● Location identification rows
+ + + +
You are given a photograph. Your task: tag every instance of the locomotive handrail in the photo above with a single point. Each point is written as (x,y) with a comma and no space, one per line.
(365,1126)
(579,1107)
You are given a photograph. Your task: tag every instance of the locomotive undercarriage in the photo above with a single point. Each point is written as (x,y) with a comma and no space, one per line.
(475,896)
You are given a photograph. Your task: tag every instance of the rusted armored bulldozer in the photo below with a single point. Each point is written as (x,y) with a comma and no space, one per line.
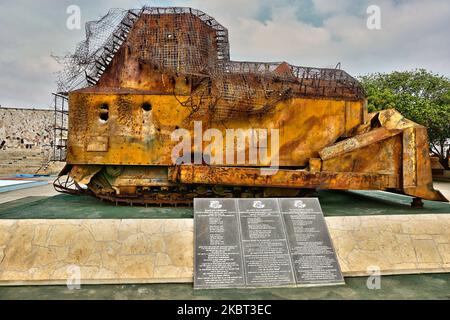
(168,69)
+ + + +
● What is asked
Copy out everything from the row containing "the locomotive undercarriage" down to the last of the rows above, leaving out the pictures.

● Final result
You are given a photograph. Your task: tag every instance of the locomotive undercarriage in the photo above with a single point. Each point is written as (x,y) with a comma and no space, one per line.
(475,896)
You are given a photograph. Your task: tag every instance of the rusted armored bulldozer in the photo below with a single point. Each point is written as (x,y) with a comma and no space, one per line.
(168,69)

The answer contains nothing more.